Labeled-object pointing entries:
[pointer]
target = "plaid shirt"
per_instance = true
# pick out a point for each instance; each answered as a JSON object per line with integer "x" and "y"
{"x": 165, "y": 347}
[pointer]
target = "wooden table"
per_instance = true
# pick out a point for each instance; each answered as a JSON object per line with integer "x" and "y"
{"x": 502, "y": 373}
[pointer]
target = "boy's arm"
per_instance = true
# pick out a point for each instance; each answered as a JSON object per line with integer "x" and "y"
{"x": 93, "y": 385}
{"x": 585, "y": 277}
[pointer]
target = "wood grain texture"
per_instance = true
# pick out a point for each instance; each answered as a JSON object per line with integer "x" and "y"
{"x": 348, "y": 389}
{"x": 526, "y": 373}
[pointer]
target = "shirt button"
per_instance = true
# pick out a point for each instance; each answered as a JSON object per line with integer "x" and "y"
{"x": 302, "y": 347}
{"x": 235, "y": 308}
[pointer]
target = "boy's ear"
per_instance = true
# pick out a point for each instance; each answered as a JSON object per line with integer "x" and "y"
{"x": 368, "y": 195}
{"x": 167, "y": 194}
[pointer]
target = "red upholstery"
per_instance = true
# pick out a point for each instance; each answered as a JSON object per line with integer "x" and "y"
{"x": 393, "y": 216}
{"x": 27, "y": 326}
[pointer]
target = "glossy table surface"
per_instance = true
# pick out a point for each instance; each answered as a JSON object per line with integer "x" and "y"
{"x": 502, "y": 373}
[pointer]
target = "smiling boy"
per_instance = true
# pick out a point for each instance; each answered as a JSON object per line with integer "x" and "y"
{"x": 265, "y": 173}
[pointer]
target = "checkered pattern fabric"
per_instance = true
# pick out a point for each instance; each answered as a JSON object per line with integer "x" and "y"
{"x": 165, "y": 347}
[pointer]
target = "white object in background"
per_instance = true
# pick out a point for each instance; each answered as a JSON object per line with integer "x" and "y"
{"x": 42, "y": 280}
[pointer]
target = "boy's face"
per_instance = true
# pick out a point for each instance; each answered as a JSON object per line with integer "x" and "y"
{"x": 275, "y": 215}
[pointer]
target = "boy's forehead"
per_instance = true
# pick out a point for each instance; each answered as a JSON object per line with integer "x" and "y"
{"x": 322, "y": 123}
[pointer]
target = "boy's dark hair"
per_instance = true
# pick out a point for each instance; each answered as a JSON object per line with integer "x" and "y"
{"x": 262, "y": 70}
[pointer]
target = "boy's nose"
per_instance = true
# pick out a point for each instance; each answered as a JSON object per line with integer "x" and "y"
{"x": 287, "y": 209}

What the task asks: Locate every line in the entries that contains the word "shirt", and copy each of those lines.

Written response:
target = "plaid shirt"
target = "shirt button"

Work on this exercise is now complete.